## PROBLEM DETAILS
Change "pixel coordinates" to "image coordinates" in the lines starting with the one containing "locate laptop lid" and going through the one containing "left=0, top=0, right=468, bottom=263". Give back only those lines, with everything else left as it is.

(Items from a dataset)
>>>>>

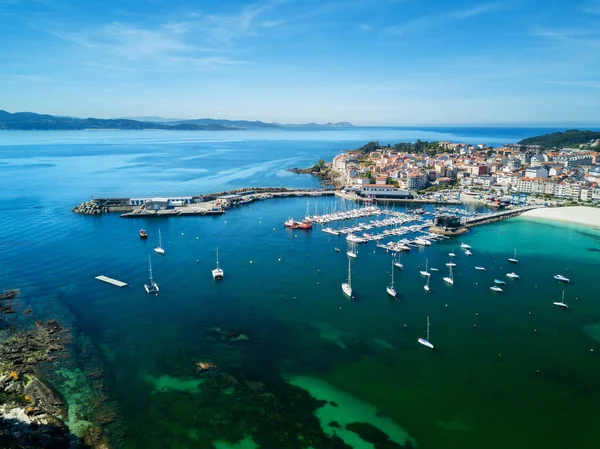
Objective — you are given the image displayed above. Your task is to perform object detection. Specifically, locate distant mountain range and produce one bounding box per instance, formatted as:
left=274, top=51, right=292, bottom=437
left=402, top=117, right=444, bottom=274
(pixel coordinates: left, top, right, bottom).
left=124, top=116, right=354, bottom=129
left=0, top=110, right=353, bottom=131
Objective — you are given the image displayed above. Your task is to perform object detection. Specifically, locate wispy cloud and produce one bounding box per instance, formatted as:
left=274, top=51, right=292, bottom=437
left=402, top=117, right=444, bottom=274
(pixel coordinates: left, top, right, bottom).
left=546, top=81, right=600, bottom=89
left=385, top=3, right=506, bottom=35
left=45, top=0, right=287, bottom=69
left=532, top=28, right=600, bottom=50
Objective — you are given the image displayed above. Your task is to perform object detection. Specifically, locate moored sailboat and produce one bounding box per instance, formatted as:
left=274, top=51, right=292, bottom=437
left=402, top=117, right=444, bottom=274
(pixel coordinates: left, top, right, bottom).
left=212, top=247, right=225, bottom=280
left=417, top=316, right=433, bottom=349
left=144, top=254, right=158, bottom=295
left=154, top=229, right=165, bottom=254
left=342, top=259, right=352, bottom=298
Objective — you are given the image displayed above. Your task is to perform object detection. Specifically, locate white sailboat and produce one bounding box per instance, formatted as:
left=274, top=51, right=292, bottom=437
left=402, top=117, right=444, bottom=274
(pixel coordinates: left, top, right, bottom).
left=346, top=242, right=358, bottom=259
left=552, top=290, right=569, bottom=309
left=212, top=247, right=225, bottom=280
left=394, top=253, right=404, bottom=270
left=342, top=259, right=352, bottom=298
left=386, top=263, right=396, bottom=298
left=154, top=229, right=165, bottom=254
left=144, top=254, right=158, bottom=295
left=554, top=274, right=571, bottom=284
left=508, top=248, right=519, bottom=263
left=417, top=316, right=433, bottom=349
left=444, top=265, right=454, bottom=285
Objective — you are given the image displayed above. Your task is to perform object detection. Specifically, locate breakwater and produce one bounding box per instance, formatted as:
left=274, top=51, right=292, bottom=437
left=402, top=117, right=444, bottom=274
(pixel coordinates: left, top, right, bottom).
left=465, top=206, right=540, bottom=228
left=71, top=187, right=334, bottom=218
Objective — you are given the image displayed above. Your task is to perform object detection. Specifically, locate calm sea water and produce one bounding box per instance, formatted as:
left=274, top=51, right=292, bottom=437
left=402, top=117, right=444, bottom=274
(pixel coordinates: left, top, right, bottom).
left=0, top=128, right=600, bottom=449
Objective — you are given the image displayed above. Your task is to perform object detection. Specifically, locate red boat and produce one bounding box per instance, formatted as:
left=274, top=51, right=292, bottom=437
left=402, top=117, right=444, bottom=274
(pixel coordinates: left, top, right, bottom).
left=283, top=218, right=312, bottom=230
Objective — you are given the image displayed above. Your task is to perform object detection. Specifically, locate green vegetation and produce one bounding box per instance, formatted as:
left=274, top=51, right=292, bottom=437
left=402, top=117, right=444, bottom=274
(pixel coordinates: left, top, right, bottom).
left=356, top=139, right=452, bottom=156
left=519, top=129, right=600, bottom=150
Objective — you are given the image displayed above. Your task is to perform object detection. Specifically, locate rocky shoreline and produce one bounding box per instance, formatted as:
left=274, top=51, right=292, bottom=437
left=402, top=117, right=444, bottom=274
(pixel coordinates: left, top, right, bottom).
left=0, top=290, right=116, bottom=449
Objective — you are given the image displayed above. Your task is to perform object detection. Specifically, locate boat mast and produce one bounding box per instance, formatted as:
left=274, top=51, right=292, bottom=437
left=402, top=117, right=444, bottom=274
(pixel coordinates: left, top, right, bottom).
left=348, top=258, right=352, bottom=287
left=148, top=254, right=154, bottom=286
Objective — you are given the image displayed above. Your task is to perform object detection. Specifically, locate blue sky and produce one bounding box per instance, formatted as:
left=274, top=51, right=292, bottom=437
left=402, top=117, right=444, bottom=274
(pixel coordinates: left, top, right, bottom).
left=0, top=0, right=600, bottom=125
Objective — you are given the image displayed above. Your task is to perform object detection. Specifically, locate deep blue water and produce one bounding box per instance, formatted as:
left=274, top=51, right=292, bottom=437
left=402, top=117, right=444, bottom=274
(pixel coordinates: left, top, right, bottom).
left=0, top=128, right=600, bottom=449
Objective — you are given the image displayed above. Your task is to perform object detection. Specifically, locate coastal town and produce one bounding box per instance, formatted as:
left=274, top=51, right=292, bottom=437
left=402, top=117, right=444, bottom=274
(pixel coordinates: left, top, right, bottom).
left=328, top=135, right=600, bottom=204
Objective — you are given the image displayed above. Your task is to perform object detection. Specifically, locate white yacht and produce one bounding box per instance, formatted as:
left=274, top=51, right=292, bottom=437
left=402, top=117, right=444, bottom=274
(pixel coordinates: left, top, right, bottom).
left=394, top=253, right=404, bottom=270
left=417, top=317, right=433, bottom=349
left=154, top=229, right=165, bottom=254
left=508, top=248, right=519, bottom=263
left=444, top=265, right=454, bottom=285
left=552, top=290, right=569, bottom=309
left=415, top=237, right=431, bottom=246
left=212, top=247, right=225, bottom=280
left=144, top=255, right=158, bottom=295
left=346, top=242, right=358, bottom=259
left=342, top=259, right=352, bottom=298
left=386, top=263, right=396, bottom=298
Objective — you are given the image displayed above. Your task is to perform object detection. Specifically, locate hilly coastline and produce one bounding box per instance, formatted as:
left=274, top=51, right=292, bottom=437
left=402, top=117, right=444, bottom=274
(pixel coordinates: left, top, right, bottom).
left=0, top=110, right=353, bottom=131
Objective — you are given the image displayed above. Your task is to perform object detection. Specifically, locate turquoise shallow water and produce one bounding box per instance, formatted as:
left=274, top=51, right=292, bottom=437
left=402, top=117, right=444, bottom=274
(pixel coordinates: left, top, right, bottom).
left=0, top=128, right=600, bottom=449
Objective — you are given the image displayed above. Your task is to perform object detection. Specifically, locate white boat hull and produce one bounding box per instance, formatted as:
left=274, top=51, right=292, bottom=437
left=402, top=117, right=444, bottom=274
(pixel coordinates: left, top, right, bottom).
left=417, top=338, right=433, bottom=349
left=342, top=282, right=352, bottom=298
left=144, top=282, right=159, bottom=294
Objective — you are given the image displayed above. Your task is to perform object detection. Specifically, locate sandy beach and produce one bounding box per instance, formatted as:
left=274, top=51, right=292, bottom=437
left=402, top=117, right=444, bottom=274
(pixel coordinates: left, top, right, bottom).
left=521, top=206, right=600, bottom=227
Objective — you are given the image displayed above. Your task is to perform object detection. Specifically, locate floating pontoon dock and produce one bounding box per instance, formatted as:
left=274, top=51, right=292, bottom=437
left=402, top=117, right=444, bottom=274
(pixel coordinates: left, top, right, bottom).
left=96, top=275, right=127, bottom=287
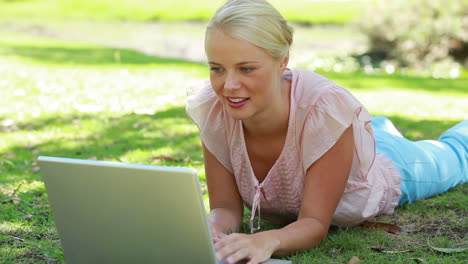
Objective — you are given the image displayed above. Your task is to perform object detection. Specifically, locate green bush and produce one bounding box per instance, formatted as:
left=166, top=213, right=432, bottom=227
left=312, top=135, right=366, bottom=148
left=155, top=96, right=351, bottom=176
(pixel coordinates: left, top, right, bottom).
left=357, top=0, right=468, bottom=69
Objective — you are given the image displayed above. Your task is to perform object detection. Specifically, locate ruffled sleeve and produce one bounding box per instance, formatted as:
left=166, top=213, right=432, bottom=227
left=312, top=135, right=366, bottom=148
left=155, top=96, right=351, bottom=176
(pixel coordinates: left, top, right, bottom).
left=186, top=81, right=233, bottom=172
left=302, top=83, right=375, bottom=180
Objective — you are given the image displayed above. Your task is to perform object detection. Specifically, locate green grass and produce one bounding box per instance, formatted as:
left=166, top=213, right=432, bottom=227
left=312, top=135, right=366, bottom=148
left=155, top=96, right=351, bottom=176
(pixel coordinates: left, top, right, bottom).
left=0, top=0, right=369, bottom=24
left=0, top=33, right=468, bottom=263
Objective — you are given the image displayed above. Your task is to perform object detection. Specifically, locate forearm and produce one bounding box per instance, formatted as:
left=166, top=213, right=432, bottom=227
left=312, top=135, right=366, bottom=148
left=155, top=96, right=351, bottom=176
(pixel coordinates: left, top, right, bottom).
left=208, top=208, right=242, bottom=234
left=265, top=218, right=329, bottom=256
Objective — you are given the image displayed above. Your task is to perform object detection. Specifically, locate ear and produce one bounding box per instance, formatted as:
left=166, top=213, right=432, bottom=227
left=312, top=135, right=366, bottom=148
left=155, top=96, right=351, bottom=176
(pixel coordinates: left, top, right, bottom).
left=280, top=54, right=289, bottom=72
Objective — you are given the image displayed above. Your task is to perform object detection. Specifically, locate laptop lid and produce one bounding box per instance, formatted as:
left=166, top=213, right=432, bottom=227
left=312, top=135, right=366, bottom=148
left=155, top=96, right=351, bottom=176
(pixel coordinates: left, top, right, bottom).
left=38, top=156, right=216, bottom=264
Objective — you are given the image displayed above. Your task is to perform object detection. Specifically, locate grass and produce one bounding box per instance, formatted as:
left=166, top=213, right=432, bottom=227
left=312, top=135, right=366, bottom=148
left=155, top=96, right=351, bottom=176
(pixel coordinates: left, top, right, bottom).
left=0, top=0, right=369, bottom=24
left=0, top=33, right=468, bottom=263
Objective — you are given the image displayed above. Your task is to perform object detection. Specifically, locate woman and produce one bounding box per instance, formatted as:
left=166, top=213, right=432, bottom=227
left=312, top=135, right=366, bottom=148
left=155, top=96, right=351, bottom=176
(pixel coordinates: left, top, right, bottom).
left=187, top=0, right=468, bottom=264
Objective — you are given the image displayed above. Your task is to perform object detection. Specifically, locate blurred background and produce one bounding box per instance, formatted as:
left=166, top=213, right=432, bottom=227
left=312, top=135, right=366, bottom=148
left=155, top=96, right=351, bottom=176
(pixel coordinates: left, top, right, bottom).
left=0, top=0, right=468, bottom=263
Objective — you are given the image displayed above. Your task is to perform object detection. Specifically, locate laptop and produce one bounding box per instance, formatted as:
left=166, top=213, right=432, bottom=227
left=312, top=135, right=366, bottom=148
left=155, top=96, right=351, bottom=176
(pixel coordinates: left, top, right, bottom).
left=38, top=156, right=291, bottom=264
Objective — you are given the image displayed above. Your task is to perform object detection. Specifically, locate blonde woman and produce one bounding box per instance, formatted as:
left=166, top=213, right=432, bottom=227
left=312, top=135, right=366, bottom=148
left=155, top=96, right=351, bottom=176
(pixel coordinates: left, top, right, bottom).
left=187, top=0, right=468, bottom=264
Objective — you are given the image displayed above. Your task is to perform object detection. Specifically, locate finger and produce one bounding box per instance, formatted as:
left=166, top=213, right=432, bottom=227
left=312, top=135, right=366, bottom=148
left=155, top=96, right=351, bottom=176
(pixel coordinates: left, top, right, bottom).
left=246, top=258, right=260, bottom=264
left=215, top=235, right=247, bottom=260
left=226, top=248, right=249, bottom=264
left=212, top=232, right=227, bottom=244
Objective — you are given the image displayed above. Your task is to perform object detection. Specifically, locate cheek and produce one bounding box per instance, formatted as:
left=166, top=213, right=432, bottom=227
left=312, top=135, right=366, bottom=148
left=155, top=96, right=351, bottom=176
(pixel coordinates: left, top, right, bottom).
left=210, top=76, right=224, bottom=95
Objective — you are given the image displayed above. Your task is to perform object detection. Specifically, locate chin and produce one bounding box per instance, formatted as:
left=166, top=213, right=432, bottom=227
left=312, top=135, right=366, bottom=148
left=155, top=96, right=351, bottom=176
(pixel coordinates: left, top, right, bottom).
left=227, top=109, right=250, bottom=120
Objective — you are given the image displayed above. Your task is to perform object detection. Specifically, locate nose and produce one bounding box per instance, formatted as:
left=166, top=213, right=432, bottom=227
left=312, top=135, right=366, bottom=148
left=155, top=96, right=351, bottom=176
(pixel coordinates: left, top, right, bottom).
left=224, top=73, right=241, bottom=90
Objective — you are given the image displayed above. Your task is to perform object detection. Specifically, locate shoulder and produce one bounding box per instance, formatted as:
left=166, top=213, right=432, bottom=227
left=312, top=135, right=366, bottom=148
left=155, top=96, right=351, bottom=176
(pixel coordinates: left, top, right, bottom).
left=291, top=69, right=362, bottom=115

<<<<<

## RESPONSE TO THIS EXERCISE
Objective — you are given the image displayed above. Your task is to perform object detection. Specifically, locate laptop lid and produce one bounding box per instance, formatted as:
left=166, top=213, right=432, bottom=227
left=312, top=135, right=366, bottom=148
left=155, top=96, right=351, bottom=176
(image coordinates: left, top, right, bottom).
left=38, top=156, right=216, bottom=264
Objective — you are given the image displayed above. Your task is to perform object detection. Specifically, locate grass and produce one bounding box per instance, formatted as:
left=166, top=213, right=432, bottom=227
left=312, top=135, right=366, bottom=148
left=155, top=96, right=351, bottom=176
(image coordinates: left, top, right, bottom).
left=0, top=0, right=369, bottom=24
left=0, top=33, right=468, bottom=263
Objective — you are given the image displayed above. Your task is to perform object detection. Specifically, locate woman and produce one bounding box per instance, formatted as:
left=166, top=213, right=432, bottom=227
left=312, top=135, right=366, bottom=148
left=155, top=96, right=351, bottom=176
(image coordinates: left, top, right, bottom).
left=187, top=0, right=468, bottom=264
Objective — you are given the image displayed above. Your task is to perform object detection. Specifically, locate blurred background and produce one bounding box per instance, formatted as:
left=166, top=213, right=432, bottom=227
left=312, top=135, right=366, bottom=148
left=155, top=96, right=351, bottom=176
(image coordinates: left, top, right, bottom).
left=0, top=0, right=468, bottom=263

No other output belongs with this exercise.